Records from a dataset:
---+---

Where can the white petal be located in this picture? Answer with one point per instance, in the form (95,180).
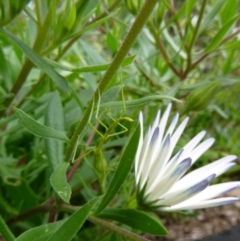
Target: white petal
(203,147)
(179,131)
(186,192)
(156,167)
(215,167)
(213,191)
(168,181)
(163,121)
(204,204)
(136,164)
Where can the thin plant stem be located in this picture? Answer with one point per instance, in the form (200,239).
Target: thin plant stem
(93,219)
(195,34)
(116,229)
(161,48)
(111,71)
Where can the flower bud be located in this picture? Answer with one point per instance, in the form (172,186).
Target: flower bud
(69,16)
(10,9)
(200,98)
(100,169)
(133,6)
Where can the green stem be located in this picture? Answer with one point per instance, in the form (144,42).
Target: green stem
(5,231)
(69,208)
(111,71)
(161,48)
(116,229)
(195,34)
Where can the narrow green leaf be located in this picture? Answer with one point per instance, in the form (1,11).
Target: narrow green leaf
(230,9)
(70,227)
(135,219)
(220,35)
(54,118)
(59,182)
(40,233)
(110,94)
(5,231)
(112,42)
(129,60)
(5,70)
(38,129)
(122,171)
(59,80)
(137,102)
(211,15)
(91,68)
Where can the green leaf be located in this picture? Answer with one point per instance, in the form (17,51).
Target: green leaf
(40,233)
(135,219)
(5,70)
(122,171)
(38,129)
(17,191)
(220,35)
(230,9)
(92,68)
(5,231)
(59,80)
(210,16)
(112,42)
(137,102)
(59,182)
(70,227)
(54,118)
(110,94)
(129,60)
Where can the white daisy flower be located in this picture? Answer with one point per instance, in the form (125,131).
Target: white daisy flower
(161,177)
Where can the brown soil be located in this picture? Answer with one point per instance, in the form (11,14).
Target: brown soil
(206,223)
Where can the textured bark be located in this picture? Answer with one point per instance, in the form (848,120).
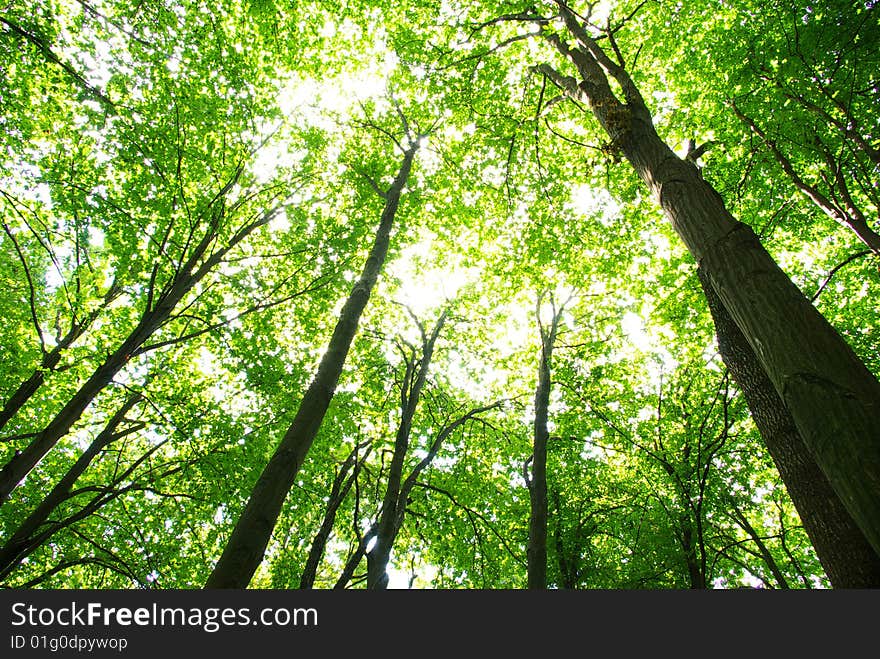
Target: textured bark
(247,544)
(190,273)
(28,537)
(832,397)
(848,558)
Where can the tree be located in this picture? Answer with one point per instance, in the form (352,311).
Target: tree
(248,541)
(832,396)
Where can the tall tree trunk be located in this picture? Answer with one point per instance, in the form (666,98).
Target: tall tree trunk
(190,273)
(247,544)
(848,558)
(26,538)
(338,491)
(537,549)
(51,358)
(393,504)
(832,397)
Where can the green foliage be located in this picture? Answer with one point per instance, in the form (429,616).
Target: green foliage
(133,131)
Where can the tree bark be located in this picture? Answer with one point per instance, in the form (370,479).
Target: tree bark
(842,549)
(250,537)
(832,397)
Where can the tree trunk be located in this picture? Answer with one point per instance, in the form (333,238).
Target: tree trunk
(338,491)
(393,504)
(848,558)
(250,537)
(832,397)
(537,549)
(25,538)
(50,359)
(189,274)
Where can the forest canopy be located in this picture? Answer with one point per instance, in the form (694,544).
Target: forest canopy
(440,294)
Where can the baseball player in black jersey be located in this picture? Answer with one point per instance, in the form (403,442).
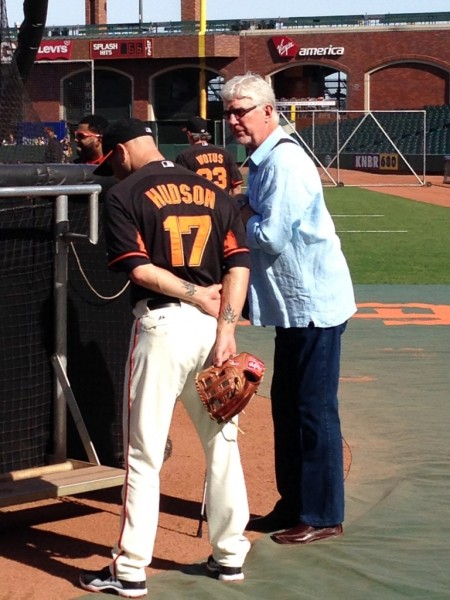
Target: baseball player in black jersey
(181,241)
(205,159)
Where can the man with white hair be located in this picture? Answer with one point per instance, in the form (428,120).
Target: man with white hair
(300,284)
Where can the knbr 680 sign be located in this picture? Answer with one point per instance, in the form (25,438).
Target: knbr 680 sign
(388,162)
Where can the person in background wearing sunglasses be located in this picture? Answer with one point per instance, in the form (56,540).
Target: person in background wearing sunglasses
(299,284)
(88,139)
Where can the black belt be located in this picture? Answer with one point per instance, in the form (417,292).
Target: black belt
(154,304)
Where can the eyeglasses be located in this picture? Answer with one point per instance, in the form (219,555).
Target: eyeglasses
(82,135)
(237,112)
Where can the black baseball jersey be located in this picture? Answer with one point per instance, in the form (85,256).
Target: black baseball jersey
(212,162)
(171,217)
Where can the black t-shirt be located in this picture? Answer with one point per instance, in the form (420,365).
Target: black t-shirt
(212,162)
(173,218)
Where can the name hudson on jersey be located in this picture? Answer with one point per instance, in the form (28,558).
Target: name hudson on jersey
(161,195)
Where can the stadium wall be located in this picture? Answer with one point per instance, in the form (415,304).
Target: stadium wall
(395,68)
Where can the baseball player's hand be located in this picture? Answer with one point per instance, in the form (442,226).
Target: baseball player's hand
(225,346)
(209,299)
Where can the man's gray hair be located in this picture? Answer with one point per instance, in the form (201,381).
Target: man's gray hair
(250,85)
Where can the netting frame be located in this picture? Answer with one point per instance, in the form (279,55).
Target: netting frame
(336,180)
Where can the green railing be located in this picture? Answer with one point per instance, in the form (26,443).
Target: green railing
(237,25)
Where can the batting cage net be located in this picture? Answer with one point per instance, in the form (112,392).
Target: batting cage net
(22,134)
(98,324)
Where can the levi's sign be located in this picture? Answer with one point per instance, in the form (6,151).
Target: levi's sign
(55,50)
(140,48)
(287,48)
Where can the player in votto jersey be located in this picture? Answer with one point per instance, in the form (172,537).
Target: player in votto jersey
(182,244)
(210,161)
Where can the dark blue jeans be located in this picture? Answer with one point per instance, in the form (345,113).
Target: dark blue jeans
(308,441)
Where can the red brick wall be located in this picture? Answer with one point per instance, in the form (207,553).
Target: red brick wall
(190,10)
(405,69)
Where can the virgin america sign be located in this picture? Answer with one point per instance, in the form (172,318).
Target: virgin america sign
(287,48)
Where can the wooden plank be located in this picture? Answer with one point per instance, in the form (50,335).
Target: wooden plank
(54,485)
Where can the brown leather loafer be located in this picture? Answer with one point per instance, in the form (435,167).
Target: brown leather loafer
(305,534)
(269,523)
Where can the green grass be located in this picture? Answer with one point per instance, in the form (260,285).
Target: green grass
(419,256)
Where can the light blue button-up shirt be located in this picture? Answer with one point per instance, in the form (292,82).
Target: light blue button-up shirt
(298,271)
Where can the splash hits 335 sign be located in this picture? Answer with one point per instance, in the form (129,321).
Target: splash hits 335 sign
(140,48)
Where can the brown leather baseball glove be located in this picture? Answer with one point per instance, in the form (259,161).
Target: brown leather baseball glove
(226,390)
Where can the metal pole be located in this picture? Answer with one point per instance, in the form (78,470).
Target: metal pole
(60,323)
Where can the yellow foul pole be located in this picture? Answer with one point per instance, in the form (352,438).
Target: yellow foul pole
(202,55)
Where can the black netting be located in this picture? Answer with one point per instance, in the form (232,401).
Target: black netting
(98,327)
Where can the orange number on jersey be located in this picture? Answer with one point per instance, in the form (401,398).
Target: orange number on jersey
(179,226)
(217,175)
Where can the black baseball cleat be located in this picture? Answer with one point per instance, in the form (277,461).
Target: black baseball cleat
(103,581)
(224,573)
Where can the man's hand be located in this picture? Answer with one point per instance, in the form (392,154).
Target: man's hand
(246,213)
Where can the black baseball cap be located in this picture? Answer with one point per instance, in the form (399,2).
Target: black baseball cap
(196,125)
(119,132)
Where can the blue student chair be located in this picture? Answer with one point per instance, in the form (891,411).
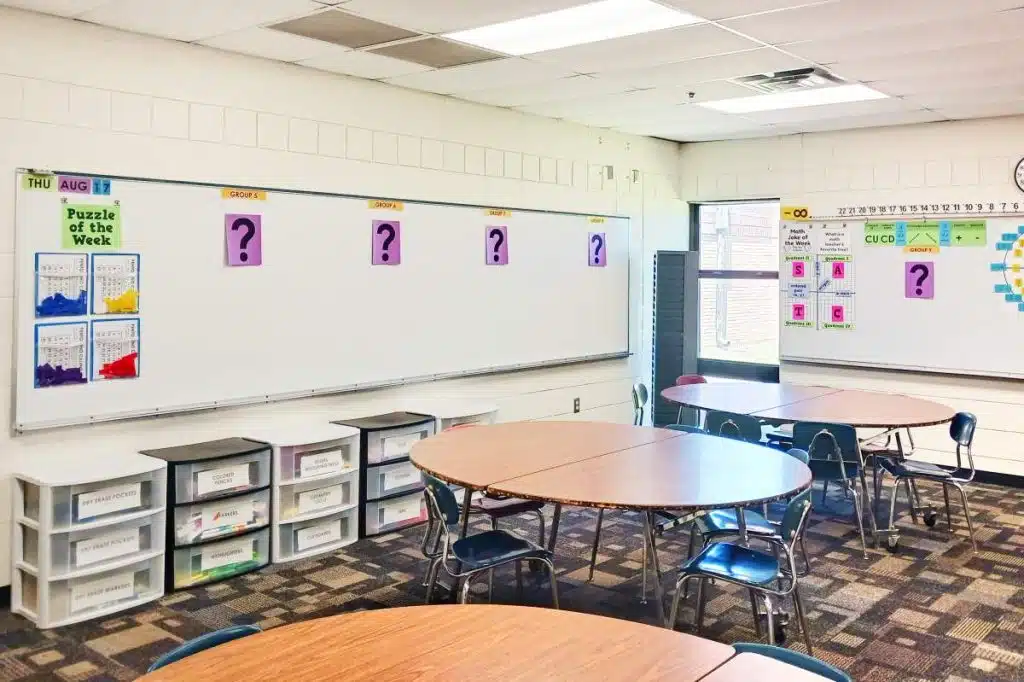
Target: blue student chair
(795,658)
(962,430)
(480,553)
(765,574)
(204,642)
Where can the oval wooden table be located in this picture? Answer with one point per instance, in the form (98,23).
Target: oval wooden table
(612,466)
(449,643)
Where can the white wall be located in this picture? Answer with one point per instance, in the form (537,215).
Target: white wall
(967,161)
(79,97)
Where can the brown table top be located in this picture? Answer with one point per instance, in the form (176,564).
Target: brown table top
(741,396)
(747,667)
(691,472)
(453,643)
(863,409)
(480,456)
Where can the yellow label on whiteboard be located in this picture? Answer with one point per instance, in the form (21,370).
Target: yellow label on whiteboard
(385,205)
(252,195)
(796,213)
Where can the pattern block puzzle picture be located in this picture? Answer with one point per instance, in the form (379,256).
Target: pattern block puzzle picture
(60,284)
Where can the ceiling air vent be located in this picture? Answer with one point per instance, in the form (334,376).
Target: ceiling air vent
(786,81)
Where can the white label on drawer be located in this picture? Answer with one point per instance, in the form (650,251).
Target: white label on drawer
(399,445)
(399,477)
(223,478)
(222,554)
(107,546)
(323,498)
(102,591)
(110,500)
(400,510)
(321,464)
(314,536)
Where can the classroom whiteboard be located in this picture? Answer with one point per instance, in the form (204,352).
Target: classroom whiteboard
(922,294)
(308,312)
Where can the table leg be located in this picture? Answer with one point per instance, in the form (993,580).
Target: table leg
(648,531)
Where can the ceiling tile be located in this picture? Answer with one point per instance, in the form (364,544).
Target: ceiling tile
(446,15)
(648,49)
(720,9)
(270,44)
(363,65)
(436,52)
(342,29)
(194,19)
(719,68)
(511,72)
(563,88)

---+---

▸ **Written instruction**:
Take the line in which "Where can the brown table" occurs and each subsequent line through the end; give these lines again without alteration.

▸ **Result of this task**:
Where can the brown table top be located in this picture? Answer with one point per instance, in the form (176,564).
Target: brown table top
(741,396)
(747,667)
(691,472)
(453,643)
(863,409)
(480,456)
Where can the yellow label on whiteboard be located in this picture? Answer with one point per instance, in the form (21,370).
Target: yellow label on whiteboard
(385,205)
(252,195)
(796,213)
Where can the pattern block puzzle picture be located in this picture? Answer with one point per instance, in the form (379,256).
Target: pattern block puzzle picture
(60,284)
Where can the ceiling air vent be located in this picture? Answer with one point per instance, in the form (334,376).
Target: ceiling air vent
(786,81)
Where can the white label on drawer be located in this picture? Answer with one point per instance, in the form (650,251).
Target: white label on drawer
(399,445)
(399,477)
(223,478)
(222,554)
(107,546)
(323,498)
(102,591)
(110,500)
(400,510)
(321,464)
(314,536)
Where can the classroom whiteboard be located in this picture? Answer with one point per instance, in the form (204,352).
Target: classroom whiteboard
(922,294)
(308,312)
Where can the table leg be located in this picture? Answer with one point per instance, in the form (993,580).
Target: table leg
(648,531)
Where can the ceiling tile be located in this picture? Answer with one point per instance, in the form (364,544).
Target: ceiling tile
(446,15)
(648,49)
(720,9)
(270,44)
(363,65)
(436,52)
(342,29)
(194,19)
(719,68)
(511,72)
(563,88)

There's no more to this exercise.